__TESTO DI PARTENZA__
= = =

La pietra angolare della filosofia
Ricercare questo vuoto è, secondo i teorici del Niksen – tra cui segnaliamo Annette Lavrijsen, autrice di Niksen: l’arte olandese di non fare nulla; Maartje Willems e Lona Aalders, che hanno scritto L’arte perduta di non fare nulla: come si rilassano gli olandesi o ancora Tess Jansen, che ha firmato Niksen: il potere di non fare nulla – indispensabile. Occorre infatti indebolire, se scardinarla non è possibile, l’ossessione tutta occidentale del doversi continuamente dedicare a qualcosa. Non è vero che ogni istante della vita deve avere uno scopo. Talvolta, c’è bisogno soltanto di mettersi in pausa per qualche minuto. Se quando andiamo a passeggio lo facciamo esclusivamente per raggiungere i nostri passi predefiniti, ci divertiamo a farlo? Se cuciniamo qualcosa perché sia sano, nutriente e ci faccia bene, trascurando per questo motivo il nostro gusto, ci godremo davvero quel piatto?
Niksen significa lasciar perdere il risultato, trascurarlo e concentrarsi sul qui e ora per ricaricare le pile. Quale modo migliore di farlo? Questa disciplina ci insegna a stoppare tutte le nostre (pre)occupazioni e prenderci del tempo per azzerare completamente il backlog del nostro cervello. Abbiamo un sacco di cose da fare? Che importa? Pensiamoci tra 30 minuti, dopo aver sfogato ansie e stress quotidiano svuotando i nostri serbatoi.
Il niksen alla conquista dell’Europa
Il libro di Mecking è stato tradotto in 13 lingue, pubblicato in gran parte del mondo e ha trovato aree dove è diventato popolarissimo, come ad esempio la Francia. Per i transalpini, il volume è un cult assoluto, ma ha riscontrato molto successo anche nel resto dell’Europa. Ciò potrebbe essere dovuto al fatto che il tomo si sia diffuso durante la pandemia che ci ha costretti in casa, un periodo nel quale le discipline settentrionali del relax iniziavano a fare presa.

= = =

__DATI IN INGRESSO__

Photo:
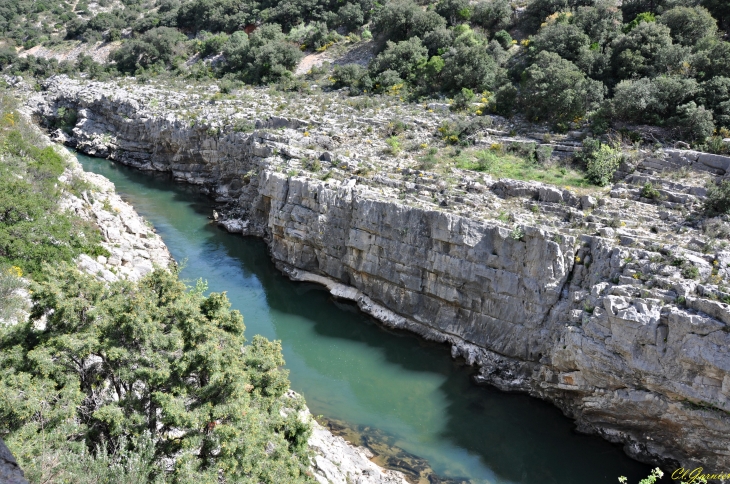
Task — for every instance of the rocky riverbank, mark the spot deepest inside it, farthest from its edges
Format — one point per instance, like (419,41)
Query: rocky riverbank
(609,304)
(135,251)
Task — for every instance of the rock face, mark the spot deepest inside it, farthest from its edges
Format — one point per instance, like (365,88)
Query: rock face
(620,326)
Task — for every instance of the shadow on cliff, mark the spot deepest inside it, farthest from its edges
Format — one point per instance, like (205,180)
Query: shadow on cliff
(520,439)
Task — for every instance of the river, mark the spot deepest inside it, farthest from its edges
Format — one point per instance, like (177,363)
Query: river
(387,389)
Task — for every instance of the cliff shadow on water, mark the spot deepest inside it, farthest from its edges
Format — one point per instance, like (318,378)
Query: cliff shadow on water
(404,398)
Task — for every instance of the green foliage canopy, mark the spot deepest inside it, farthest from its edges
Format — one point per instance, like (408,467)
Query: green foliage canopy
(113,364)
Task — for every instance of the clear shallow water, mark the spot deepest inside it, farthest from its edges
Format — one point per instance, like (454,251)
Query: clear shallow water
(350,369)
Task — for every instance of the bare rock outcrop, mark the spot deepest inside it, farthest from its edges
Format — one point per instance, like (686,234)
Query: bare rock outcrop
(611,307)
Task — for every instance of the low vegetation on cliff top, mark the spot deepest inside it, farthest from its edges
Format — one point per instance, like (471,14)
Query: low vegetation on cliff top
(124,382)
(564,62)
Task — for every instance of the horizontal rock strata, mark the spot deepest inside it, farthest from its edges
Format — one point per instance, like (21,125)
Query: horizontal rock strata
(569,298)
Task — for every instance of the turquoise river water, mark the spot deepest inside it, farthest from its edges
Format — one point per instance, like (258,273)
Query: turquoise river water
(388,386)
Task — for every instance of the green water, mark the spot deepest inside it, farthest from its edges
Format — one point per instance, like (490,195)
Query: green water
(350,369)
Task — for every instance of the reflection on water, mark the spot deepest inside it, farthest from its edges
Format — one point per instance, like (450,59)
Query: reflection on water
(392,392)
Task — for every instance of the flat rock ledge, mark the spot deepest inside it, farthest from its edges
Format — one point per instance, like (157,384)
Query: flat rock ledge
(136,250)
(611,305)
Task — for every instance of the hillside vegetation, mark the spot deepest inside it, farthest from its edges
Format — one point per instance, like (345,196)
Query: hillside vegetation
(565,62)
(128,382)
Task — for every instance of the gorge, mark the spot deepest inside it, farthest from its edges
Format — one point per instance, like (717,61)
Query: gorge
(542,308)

= = =

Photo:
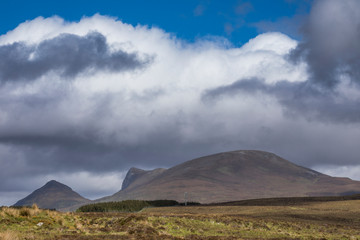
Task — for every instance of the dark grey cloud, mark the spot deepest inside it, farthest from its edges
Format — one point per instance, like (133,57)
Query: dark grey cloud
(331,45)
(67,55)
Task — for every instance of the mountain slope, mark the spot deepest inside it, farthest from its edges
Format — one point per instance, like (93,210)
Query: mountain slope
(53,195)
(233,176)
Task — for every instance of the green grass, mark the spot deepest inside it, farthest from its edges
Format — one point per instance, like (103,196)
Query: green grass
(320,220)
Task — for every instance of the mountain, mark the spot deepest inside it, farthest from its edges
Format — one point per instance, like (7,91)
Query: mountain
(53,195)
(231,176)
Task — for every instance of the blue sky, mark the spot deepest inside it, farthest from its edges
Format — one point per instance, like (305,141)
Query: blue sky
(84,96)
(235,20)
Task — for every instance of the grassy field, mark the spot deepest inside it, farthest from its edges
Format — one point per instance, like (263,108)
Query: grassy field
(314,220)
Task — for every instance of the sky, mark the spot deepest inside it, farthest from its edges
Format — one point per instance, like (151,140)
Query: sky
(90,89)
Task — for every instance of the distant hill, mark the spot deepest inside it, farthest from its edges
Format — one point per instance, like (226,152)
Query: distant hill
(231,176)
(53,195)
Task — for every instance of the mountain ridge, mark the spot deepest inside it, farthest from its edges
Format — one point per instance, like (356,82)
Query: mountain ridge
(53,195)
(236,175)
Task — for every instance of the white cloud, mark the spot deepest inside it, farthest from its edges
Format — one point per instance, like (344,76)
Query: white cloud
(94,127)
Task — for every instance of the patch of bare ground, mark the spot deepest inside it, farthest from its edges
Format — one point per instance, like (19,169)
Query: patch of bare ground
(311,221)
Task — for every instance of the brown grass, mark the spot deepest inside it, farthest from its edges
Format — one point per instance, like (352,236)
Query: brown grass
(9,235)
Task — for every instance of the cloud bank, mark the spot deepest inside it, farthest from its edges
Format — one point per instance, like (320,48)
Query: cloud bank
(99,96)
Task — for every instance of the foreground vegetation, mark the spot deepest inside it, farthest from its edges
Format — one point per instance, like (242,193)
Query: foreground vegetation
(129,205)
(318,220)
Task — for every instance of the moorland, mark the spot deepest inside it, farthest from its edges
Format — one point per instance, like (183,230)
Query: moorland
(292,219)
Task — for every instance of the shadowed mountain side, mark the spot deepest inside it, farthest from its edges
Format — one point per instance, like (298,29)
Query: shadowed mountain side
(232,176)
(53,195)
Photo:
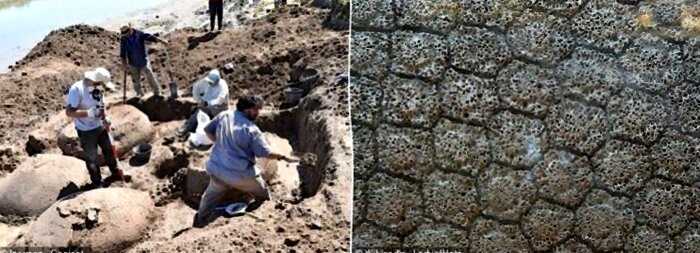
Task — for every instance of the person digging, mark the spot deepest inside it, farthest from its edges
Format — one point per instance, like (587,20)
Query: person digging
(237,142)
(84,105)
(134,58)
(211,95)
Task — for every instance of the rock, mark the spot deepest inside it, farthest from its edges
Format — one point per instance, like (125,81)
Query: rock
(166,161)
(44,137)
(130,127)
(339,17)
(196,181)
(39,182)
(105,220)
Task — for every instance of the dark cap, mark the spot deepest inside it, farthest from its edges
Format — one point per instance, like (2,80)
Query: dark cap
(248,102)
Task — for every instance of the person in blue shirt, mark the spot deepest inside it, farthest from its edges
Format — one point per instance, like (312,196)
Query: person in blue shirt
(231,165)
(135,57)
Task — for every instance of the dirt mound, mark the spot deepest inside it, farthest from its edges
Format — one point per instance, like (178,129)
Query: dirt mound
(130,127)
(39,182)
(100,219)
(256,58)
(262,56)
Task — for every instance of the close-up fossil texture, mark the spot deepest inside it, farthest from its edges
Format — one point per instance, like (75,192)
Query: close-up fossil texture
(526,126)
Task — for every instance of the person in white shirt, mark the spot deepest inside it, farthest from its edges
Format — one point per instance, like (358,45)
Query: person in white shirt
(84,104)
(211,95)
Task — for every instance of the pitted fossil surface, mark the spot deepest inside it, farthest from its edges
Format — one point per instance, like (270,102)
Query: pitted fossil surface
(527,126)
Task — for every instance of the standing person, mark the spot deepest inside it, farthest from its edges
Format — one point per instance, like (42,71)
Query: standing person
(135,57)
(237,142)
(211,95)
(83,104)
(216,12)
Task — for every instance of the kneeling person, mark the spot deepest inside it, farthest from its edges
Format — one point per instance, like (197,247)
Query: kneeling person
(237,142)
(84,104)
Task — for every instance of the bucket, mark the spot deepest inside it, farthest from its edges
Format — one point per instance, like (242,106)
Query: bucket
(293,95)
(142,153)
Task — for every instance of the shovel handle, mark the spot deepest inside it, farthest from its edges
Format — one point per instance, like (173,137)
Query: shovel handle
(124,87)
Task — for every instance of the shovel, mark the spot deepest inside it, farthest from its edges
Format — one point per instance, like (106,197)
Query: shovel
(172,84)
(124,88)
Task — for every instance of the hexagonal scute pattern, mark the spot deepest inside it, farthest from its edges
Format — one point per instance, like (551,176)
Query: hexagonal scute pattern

= = =

__CONSEGNA__
Prosegui il testo sul niksen dopo la sua ultima frase. Le righe sono materiale a parte, distinto dal testo sul niksen.

__RISPOSTA__
In principio fu l’hygge, l’arte danese dell’intimità. Poi toccò al koselig norvegese e al piacere, stranamente svedese, di assaporare il caffè secondo un rito ben preciso e iper-rilassante. Ora, pare essere esplosa l’era del niksen. Eppure, come ha ammesso la stessa autrice del libro, è ancora molto difficile parlare di questa disciplina. Molte persone, semplicemente, non si sentono in grado di non fare nulla e hanno bisogno di tenersi sempre impegnati.
Come specifica Mecking, il problema non è quello di non saper oziare. Di questa pratica siamo infatti capaci tutti. La difficoltà sta nel riuscire ad accogliere il nulla serenamente, senza sentirci in colpa. La società occidentale è strutturata in modo da tenerci continuamente sotto pressione e ci riempie il tempo anche quando vorremmo dedicarlo a noi stessi. Non ci rendiamo conto che occupare alcune porzioni di giornata liberandoci da distrazioni e pensieri, di qualunque tipo, dai più leggeri a i più pesanti, è già un modo di investire tempo.